_Potongan Teks_
________________________

Bencana Sumatra, Ungkap Fakta Keserakahan Manusia
Penulis : Ika Kusuma
Sepekan terakhir, laman berita terutama media sosial dipenuhi kabar banjir bandang dan longsor yang menerpa saudara kita di beberapa daerah Sumatra, seperti Aceh, Sumatra Barat, dan Sumatra utara. Bencana alam yang terus meluas telah banyak menelan korban jiwa. Data terbaru BNPB menyebut 836 korban meninggal dunia, 518 korban hilang serta 2.700 orang terluka. (detiknews.com, 3 Desember 2025). Jumlah tersebut kemungkinan masih terus bertambah mengingat masih banyak daerah yang belum dapat dijangkau karena akses terputus dan terisolir.
Sayangnya, meskipun telah banyak menelan korban jiwa serta dampak kerusakan yang terus meluas, entah mengapa sampai saat ini status bencana Sumatra belum dinaikkan menjadi status bencana nasional. Hal ini tentu berdampak pada penanganan bencana yang kurang maksimal, terbukti dari banyaknya korban yang belum tersentuh bantuan.

________________________

_Perintah Latihan_
1 > Ringkaslah teks tentang bencana Sumatra dalam dua kalimat.
2 > Salin tanpa perubahan bagian teks tentang bencana Sumatra, mulai dari "Sayangnya, meskipun telah" dan berakhir pada "belum tersentuh bantuan.".
Baris-baris data berikut diambil dari sumber yang berbeda.

_Data yang Disediakan_
________________________

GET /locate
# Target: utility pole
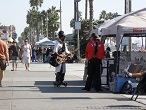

________________________

_Jawaban Latihan_
1 > Banjir bandang dan longsor menerpa beberapa daerah Sumatra, seperti Aceh, Sumatra Barat, dan Sumatra Utara. Data terbaru BNPB mencatat 836 korban meninggal dunia, 518 hilang, dan 2.700 terluka, tetapi statusnya belum dinaikkan menjadi bencana nasional sehingga penanganannya kurang maksimal.

2 >
Sayangnya, meskipun telah banyak menelan korban jiwa serta dampak kerusakan yang terus meluas, entah mengapa sampai saat ini status bencana Sumatra belum dinaikkan menjadi status bencana nasional. Hal ini tentu berdampak pada penanganan bencana yang kurang maksimal, terbukti dari banyaknya korban yang belum tersentuh bantuan.